▶ PASSAGE PROVIDED:
####

Someone asked me the other day whether cancer was ultimately a positive, transformative experience. Gosh, what a question!
Thinking positively about cancer didn’t come easily to me at all, and I can’t imagine it comes easily to anyone. I experienced many ‘dark’ days and long sleepless nights worrying about my fate. The worst part was waiting to hear how serious my cancer was – it was only after several weeks and 3 operations that I really knew the stage my cancer had reached and the treatment that would be necessary. Hearing that I’d need chemotherapy was devastating. I was so angry with the world I didn’t want any advice and support however well-meaning and kind the offer. And I really hated the language that the doctors and nurses used; when a nurse rang me saying she “wanted to help me with my journey with cancer” it took a gargantuan effort not to be rude and slam down the phone. I hated the fact that I was battling something – no I wasn’t, I was just getting through each day, albeit rather slowly and painfully. Even more, I hated the fact that I was supposed (according to popular mythology) to be positive to improve my chances of survival, so when I was feeling depressed I felt guilty on top of everything else
In the end, going back to work which meant I had to think about issues aside from my own illness helped me get through the worst periods of treatment. But there was also one other factor which helped me – a book by a man called Victor Frankl called ‘Man’s Search for Meaning’ The book, written in 1946, chronicles his experiences as an Auschwitz concentration camp inmate during World War II, and describes his psychotherapeutic method, which involved identifying a purpose in life to feel positively about, and then immersively imagining that outcome. According to Frankl, the way a prisoner imagined the future affected his longevity.

####

▶ WHAT THE TASK REQUIRES: Carry on the personal account of getting through cancer treatment, picking up after its last sentence about Frankl's view of how a prisoner imagined the future.

▶ DATA EXCERPT:
####

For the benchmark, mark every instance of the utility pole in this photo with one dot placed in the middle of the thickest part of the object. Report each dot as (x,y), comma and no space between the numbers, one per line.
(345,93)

####

▶ ANSWER BOX:
The book isn’t an easy read but is full of wisdom. For example:
‘Life is never made unbearable by circumstances, but only by lack of meaning and purpose. Those who have a ‘why’ to live, can bear with almost any ‘how’.
‘It did not really matter what we expected from life, but rather what life expected from us. We needed to stop asking about the meaning of life, and instead to think of ourselves as those who were being questioned by life—daily and hourly. Our answer must consist, not in talk and meditation, but in right action and in right conduct.
It was the realisation that I could use my professional and personal experience to help and support others gave me added purpose and energy.